Problem statement. Pull out every line of the data below that contains the word "Could", and copy each one unchanged.

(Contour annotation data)
——————————

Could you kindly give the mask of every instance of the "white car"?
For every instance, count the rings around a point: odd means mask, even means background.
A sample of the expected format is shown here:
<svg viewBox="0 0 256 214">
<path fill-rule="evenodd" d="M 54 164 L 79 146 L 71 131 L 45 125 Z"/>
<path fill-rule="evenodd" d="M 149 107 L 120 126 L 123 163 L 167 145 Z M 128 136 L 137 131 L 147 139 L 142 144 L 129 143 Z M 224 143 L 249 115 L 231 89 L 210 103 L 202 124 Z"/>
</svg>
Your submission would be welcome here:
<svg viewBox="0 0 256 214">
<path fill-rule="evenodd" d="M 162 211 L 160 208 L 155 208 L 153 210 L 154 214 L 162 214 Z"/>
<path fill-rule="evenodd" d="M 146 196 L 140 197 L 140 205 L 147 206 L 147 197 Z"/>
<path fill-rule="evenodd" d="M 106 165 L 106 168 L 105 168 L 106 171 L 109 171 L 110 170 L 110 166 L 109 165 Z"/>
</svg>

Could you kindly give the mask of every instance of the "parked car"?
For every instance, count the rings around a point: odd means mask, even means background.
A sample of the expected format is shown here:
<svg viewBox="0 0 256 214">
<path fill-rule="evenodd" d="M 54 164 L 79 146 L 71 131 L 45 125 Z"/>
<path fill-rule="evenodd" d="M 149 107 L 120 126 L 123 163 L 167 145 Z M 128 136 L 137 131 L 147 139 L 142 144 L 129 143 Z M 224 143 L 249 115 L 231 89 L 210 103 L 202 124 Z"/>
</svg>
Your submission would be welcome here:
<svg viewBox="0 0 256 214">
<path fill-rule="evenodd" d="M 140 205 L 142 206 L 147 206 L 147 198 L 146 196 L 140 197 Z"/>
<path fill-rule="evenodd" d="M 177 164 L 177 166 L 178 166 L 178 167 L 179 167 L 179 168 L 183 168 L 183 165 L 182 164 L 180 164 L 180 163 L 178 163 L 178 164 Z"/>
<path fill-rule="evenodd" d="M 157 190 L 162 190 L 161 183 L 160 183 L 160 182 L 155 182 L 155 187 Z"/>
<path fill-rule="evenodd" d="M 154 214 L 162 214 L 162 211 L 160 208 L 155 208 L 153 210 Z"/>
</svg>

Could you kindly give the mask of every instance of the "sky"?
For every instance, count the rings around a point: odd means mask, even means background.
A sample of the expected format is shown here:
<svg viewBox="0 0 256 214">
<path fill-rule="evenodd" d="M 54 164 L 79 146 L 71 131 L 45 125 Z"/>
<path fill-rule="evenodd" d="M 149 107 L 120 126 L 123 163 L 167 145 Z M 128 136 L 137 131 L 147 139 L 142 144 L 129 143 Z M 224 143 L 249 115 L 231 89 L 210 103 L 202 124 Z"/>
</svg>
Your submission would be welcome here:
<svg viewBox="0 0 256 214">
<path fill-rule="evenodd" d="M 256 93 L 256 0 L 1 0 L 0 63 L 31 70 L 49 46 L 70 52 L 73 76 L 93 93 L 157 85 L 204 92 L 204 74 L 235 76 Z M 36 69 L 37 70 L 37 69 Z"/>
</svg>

——————————

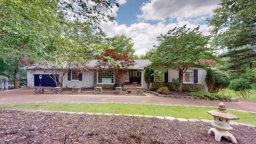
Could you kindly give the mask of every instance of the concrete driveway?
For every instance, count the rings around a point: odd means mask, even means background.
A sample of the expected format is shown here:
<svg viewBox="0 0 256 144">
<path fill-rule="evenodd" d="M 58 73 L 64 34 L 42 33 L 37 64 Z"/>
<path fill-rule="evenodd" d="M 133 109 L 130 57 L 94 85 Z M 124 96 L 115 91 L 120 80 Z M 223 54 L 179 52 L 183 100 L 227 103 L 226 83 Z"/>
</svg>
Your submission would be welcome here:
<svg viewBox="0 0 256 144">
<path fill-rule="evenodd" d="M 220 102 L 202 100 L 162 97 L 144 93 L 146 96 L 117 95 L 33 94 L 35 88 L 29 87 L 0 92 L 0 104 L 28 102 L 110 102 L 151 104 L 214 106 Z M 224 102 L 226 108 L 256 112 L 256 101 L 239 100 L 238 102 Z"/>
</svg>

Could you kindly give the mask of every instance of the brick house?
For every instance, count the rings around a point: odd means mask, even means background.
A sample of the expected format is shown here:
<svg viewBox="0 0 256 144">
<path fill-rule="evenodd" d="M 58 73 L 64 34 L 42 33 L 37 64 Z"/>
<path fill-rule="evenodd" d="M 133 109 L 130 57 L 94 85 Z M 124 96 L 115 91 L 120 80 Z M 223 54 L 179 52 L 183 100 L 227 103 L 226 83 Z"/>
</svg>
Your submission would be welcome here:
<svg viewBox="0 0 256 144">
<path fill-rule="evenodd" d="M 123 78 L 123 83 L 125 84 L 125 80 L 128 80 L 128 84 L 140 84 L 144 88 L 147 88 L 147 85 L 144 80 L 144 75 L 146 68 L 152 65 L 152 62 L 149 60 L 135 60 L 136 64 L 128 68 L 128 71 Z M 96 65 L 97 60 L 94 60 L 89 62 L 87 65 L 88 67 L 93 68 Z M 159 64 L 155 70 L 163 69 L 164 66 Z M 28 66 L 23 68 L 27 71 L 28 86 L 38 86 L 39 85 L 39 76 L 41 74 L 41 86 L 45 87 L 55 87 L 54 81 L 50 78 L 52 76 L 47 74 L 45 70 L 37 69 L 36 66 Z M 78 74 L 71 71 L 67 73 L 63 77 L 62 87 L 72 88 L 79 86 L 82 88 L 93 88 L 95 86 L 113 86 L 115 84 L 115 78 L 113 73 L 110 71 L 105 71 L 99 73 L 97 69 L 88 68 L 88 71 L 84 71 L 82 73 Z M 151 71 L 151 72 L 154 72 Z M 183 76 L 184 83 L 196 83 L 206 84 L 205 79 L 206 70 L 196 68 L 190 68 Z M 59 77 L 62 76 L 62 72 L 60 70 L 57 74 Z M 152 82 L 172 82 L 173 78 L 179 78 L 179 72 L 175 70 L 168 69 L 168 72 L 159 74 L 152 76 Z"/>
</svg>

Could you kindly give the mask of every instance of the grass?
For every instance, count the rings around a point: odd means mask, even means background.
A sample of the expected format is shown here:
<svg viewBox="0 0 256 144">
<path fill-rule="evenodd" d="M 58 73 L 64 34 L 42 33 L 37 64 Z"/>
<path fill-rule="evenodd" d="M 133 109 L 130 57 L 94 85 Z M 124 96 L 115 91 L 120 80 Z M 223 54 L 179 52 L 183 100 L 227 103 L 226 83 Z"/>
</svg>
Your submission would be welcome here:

——————————

Answer to the problem.
Could you kindly give the mask of every instance of the "white car"?
Could you kindly give the mask of every instance of the "parked car"?
Could you kindly give the mask of every instance of the "sky"?
Could you kindly give the mask of every instance of the concrete driveway?
Could you kindly give the mask of every instance of the brick house?
Could you kindly give the mask of every instance of the grass?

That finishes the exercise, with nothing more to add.